### OBJECTIVE
Convert all of the records below into a two-column CSV with the headers "prompt" and "response", one row per record. Put each record's text and its answer in one quoted field apiece, replace line breaks with spaces, and leave the pictures out.

Records from a data source
──────
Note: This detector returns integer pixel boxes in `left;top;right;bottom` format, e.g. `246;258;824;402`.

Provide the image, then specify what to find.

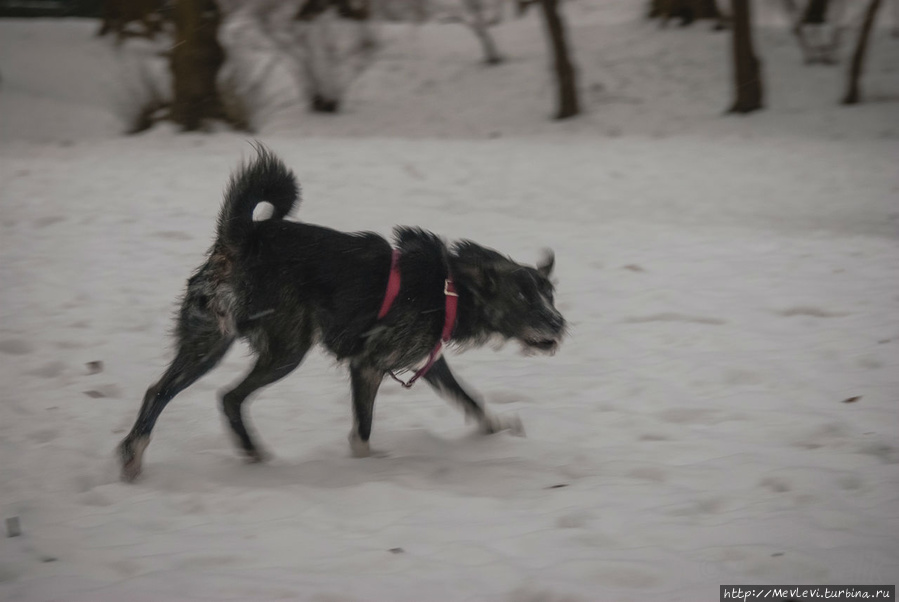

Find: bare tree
540;0;581;119
843;0;880;105
728;0;764;113
97;0;165;44
439;0;503;65
170;0;226;131
248;0;378;113
781;0;845;65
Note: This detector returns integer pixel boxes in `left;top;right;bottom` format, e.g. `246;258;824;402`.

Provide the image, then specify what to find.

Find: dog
118;146;566;481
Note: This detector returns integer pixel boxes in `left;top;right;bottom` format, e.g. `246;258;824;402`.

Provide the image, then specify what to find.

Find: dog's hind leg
222;336;312;462
425;357;524;435
349;364;384;458
118;336;234;481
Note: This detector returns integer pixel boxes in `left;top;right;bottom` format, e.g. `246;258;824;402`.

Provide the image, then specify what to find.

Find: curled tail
218;145;300;247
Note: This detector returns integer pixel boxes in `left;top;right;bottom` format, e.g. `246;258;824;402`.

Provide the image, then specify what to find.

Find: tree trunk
843;0;880;105
540;0;580;119
802;0;829;25
463;0;503;65
728;0;763;113
171;0;225;131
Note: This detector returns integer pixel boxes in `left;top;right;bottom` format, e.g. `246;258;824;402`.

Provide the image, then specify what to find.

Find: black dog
118;149;565;481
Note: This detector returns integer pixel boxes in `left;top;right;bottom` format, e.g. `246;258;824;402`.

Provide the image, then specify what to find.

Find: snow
0;2;899;602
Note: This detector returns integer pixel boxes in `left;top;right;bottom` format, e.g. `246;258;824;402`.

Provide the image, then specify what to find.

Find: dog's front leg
349;363;384;458
425;357;524;435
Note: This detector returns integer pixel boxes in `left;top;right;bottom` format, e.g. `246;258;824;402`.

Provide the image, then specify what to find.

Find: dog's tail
218;145;300;247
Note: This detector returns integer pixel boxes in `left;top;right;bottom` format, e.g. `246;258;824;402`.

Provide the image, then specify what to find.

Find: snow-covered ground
0;1;899;602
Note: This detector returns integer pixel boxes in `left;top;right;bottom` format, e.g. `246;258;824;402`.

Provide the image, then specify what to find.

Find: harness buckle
443;278;459;297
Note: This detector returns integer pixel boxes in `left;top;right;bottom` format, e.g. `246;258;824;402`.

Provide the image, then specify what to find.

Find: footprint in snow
0;339;34;355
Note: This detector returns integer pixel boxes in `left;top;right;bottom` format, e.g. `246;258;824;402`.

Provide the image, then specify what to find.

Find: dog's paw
244;447;272;464
480;414;525;437
347;431;371;458
116;436;150;483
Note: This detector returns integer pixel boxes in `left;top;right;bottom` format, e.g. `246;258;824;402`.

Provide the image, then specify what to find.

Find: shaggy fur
118;149;565;481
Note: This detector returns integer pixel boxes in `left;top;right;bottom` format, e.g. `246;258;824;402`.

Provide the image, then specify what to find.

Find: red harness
378;249;459;389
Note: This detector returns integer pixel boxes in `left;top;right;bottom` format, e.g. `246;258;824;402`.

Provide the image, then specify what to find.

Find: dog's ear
537;249;556;278
453;240;504;296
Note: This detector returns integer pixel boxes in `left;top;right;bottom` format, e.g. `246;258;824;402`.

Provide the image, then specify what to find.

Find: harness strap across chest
378;249;459;389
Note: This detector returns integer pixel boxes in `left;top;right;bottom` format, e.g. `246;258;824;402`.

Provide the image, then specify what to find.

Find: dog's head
453;241;565;353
──────
### ANSWER BELOW
prompt,response
"Note: This detector returns integer pixel boxes in `left;top;right;bottom` format, e.g. `246;258;824;402`. Provide the image, then specify what to find. Find: bare tree","540;0;581;119 843;0;880;105 728;0;764;113 97;0;165;44 439;0;503;65 170;0;226;131 248;0;378;113 781;0;845;65"
"Note: This detector returns integer pixel boxes in `left;top;right;bottom` format, e.g. `246;258;824;402`. Provide the image, then specify what to find. Find: dog","118;146;566;481"
"Note: This detector returns integer pixel boxes in `left;top;right;bottom` format, e.g. `246;258;824;402`. Provide the image, then specify what to find. Find: dog's hind leg","222;336;312;462 425;357;524;435 349;364;384;458 118;336;234;481"
"Note: This detector returns integer pixel boxes in `left;top;right;bottom` format, e.g. `246;258;824;402`. Provide the image, then specify what to find. Find: curled tail","218;145;300;247"
"Note: This detector returns integer pixel boxes in `left;top;right;bottom` format, e.g. `246;258;824;402`. Provide the image, then specify what to find. Find: tree trunk","843;0;880;105 540;0;580;119 802;0;829;25 463;0;503;65 728;0;763;113 171;0;225;131"
"Note: This detector returns integer pixel boxes in `left;top;right;bottom` format, e.g. `246;258;824;402`. Provide the image, then specify what to find. Find: black dog","118;149;565;481"
"Note: This detector returns integer pixel boxes in `left;top;right;bottom` format, e.g. `246;258;824;402`. Provide the image, then specify what to find. Find: snow","0;2;899;602"
"Note: This detector returns integer pixel boxes in `left;top;right;bottom` format, e.g. `246;258;824;402`. Provide the image, then specify what to find. Find: dog's front leg","349;363;384;458 425;357;524;435"
"Note: This detector returns integer pixel boxes in `left;top;right;bottom` format, e.g. `246;258;824;402`. Provide the image, then specify what to find. Find: dog's tail","218;145;300;247"
"Note: This detector returns integer pixel boxes in `left;top;right;bottom` format, e.g. `246;258;824;402`. Provide the image, then specify what to find. Find: snow-covered ground","0;1;899;602"
"Note: This detector returns integer pixel boxes in `left;top;right;bottom` format, e.g. `246;258;824;402`. Provide the image, then specify what to find. Find: harness buckle","443;278;459;297"
"Note: This detector returns integer pixel boxes in `left;top;right;bottom` format, e.g. `246;258;824;402`. Provide the image, then specify what to find. Find: footprint in snow","0;339;34;355"
"Note: This detector returns integer pixel boxes in `left;top;right;bottom` format, e.g. `246;258;824;402`. Provide the image, then specify what to find. Find: dog's paw","244;447;272;464 480;414;525;437 347;431;371;458 116;436;150;483"
"Note: This detector returns integer pixel boxes in `left;top;right;bottom` format, e.g. `246;258;824;402`. Provide the image, then specify what to find. Find: shaggy fur","118;149;565;481"
"Note: This detector returns integer pixel boxes in `left;top;right;bottom` format, e.g. `246;258;824;402`. Provide the image, then specify what to find. Find: red harness","378;249;459;389"
"Note: This detector returns integer pixel boxes in `left;top;right;bottom` format, e.g. `246;258;824;402`. Provide the image, then specify what to find. Find: dog's ear","537;249;556;278 453;240;504;296"
"Note: This detector returns integer pixel boxes in `left;top;right;bottom` format, e.g. `246;258;824;402`. Provide the image, then specify what to find. Find: harness strap across chest","378;249;459;389"
"Note: This detector returns integer pixel boxes in `left;top;right;bottom` format, e.g. `246;258;824;402`. Provide the image, then specify what to find. Find: dog's head","453;241;565;353"